*** DOCUMENT SECTION

Alice Weekly Meeting: Software for Hardware Accelerators

Europe/Zurich
Zoom Meeting ID
61230224927
Host
David Rohr
Useful links
Join via phone
Zoom URL
    • 10:00 10:20
      Discussion 20m
      Speaker: David Rohr (CERN)

      Color code: (criticalnews from this week: blue, news from last week: purple, no news: black)

      Sync reconstruction

       

      Async reconstruction

      • Need to investigate short GPU stall problem.
      • Limiting factor for pp workflow is now the TPC time series, which is to slow and creates backpressure (costs ~20% performance on EPNs). Enabled multi-threading as recommended by Matthias - need to check if it works.
      • Will tune existing 16-core settings, add a SITEARCH for 16core CPU, and 16coreCPU + generic NVIDIA / AMD GPU, like for 8 core.

******

WRITTEN TASK 1 |
List every row that contains the string "rock".

*** RECORDS

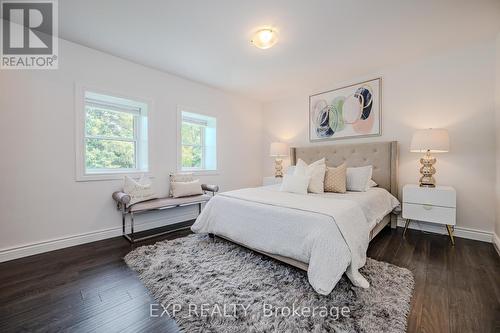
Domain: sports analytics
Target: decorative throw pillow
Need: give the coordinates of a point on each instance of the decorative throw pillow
(295, 184)
(316, 173)
(180, 177)
(138, 190)
(358, 179)
(185, 189)
(335, 179)
(290, 170)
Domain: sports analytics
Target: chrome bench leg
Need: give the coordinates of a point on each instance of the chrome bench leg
(406, 227)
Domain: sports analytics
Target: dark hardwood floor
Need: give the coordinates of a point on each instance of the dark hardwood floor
(88, 288)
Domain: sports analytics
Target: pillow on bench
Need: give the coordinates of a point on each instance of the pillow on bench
(138, 191)
(184, 189)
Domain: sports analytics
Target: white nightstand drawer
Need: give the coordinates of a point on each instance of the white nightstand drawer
(444, 196)
(428, 213)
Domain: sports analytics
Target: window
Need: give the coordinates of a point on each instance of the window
(198, 137)
(114, 135)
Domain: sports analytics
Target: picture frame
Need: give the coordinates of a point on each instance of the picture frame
(352, 111)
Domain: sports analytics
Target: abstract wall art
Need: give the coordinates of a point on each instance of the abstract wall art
(347, 112)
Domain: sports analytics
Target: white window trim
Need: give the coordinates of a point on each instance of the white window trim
(195, 171)
(81, 174)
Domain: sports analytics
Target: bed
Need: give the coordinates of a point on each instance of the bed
(327, 234)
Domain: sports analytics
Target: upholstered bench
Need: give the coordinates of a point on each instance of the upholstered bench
(122, 199)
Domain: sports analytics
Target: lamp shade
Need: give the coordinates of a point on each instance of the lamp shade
(278, 149)
(435, 140)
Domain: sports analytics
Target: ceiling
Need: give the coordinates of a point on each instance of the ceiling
(321, 41)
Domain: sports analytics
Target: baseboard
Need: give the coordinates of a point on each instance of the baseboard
(496, 243)
(60, 243)
(461, 232)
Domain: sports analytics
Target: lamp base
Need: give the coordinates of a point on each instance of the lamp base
(278, 168)
(427, 171)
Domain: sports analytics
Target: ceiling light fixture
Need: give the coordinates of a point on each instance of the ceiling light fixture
(265, 38)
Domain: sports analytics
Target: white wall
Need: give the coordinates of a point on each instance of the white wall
(497, 127)
(452, 91)
(40, 199)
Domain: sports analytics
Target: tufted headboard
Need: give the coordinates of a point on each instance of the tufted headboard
(382, 155)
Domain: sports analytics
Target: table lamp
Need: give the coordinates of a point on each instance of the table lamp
(278, 150)
(432, 140)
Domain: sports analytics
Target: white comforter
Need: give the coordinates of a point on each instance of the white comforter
(330, 234)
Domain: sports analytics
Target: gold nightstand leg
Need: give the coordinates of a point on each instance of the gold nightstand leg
(450, 232)
(406, 227)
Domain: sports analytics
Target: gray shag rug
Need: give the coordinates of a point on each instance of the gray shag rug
(193, 278)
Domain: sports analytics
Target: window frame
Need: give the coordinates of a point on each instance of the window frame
(202, 170)
(140, 139)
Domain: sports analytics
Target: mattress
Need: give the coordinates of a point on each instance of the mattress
(330, 235)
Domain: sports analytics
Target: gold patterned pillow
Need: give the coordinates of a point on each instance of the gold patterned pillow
(335, 179)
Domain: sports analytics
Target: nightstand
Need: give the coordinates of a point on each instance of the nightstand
(436, 205)
(271, 180)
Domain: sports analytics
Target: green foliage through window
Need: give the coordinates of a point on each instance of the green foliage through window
(110, 139)
(192, 136)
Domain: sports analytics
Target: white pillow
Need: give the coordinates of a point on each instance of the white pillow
(315, 171)
(358, 179)
(185, 189)
(138, 191)
(180, 177)
(295, 184)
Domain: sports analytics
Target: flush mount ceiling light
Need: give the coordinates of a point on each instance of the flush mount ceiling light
(265, 38)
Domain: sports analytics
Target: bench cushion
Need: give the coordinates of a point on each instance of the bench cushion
(168, 202)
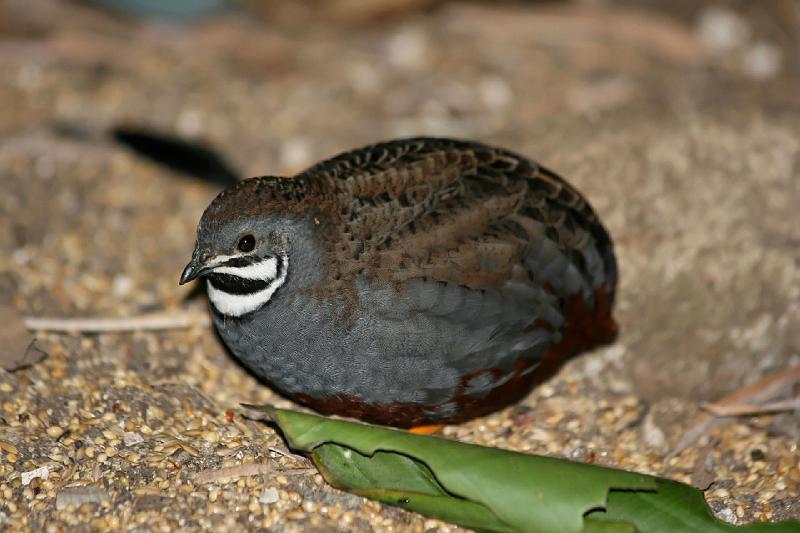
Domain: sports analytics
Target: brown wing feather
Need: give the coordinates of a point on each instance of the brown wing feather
(454, 211)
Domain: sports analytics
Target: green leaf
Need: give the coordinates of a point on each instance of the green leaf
(676, 507)
(488, 489)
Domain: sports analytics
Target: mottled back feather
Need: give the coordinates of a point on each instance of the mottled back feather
(451, 211)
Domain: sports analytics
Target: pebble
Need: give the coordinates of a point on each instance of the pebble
(131, 438)
(77, 496)
(41, 472)
(55, 431)
(269, 496)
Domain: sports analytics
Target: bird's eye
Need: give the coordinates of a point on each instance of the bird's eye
(247, 243)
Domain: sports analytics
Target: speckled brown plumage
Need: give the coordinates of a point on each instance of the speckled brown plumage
(417, 281)
(438, 209)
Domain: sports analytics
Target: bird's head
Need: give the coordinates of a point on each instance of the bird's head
(248, 240)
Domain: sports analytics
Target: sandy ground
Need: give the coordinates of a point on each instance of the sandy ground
(689, 153)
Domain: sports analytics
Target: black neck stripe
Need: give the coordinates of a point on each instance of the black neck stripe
(236, 285)
(239, 262)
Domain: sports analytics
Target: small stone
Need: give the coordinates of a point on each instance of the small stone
(42, 472)
(727, 515)
(269, 496)
(131, 438)
(77, 496)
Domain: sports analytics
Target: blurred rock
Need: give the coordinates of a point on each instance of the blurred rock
(722, 29)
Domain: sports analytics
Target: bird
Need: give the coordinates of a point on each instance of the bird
(410, 283)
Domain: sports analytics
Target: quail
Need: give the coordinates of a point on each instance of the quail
(413, 282)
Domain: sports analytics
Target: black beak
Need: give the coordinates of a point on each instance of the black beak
(189, 273)
(196, 268)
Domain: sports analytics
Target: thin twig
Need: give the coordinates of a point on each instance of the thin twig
(180, 320)
(763, 390)
(752, 410)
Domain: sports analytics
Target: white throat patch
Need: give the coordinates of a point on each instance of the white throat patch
(236, 305)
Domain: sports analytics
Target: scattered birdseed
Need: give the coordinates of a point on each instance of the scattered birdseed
(41, 472)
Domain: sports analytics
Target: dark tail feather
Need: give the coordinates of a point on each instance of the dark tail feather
(188, 157)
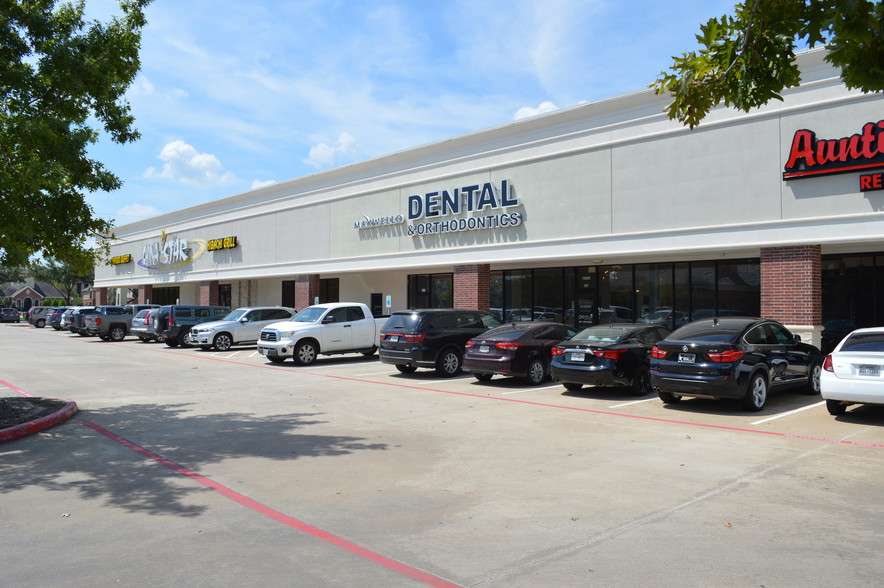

******

WRITTEN TASK 2 |
Rewrite the passage of the meeting page that begins with "Color code: (criticalnews" and ends with "if it works.", with "backpressure" replaced by "congestion".

TASK RESPONSE 1 |
Target: blurred rock
Need: give the coordinates of a point on each instance of the blurred rock

TASK RESPONSE 2 |
Color code: (criticalnews from this week: blue, news from last week: purple, no news: black)

      Sync reconstruction

       

      Async reconstruction

      • Need to investigate short GPU stall problem.
      • Limiting factor for pp workflow is now the TPC time series, which is to slow and creates congestion (costs ~20% performance on EPNs). Enabled multi-threading as recommended by Matthias - need to check if it works.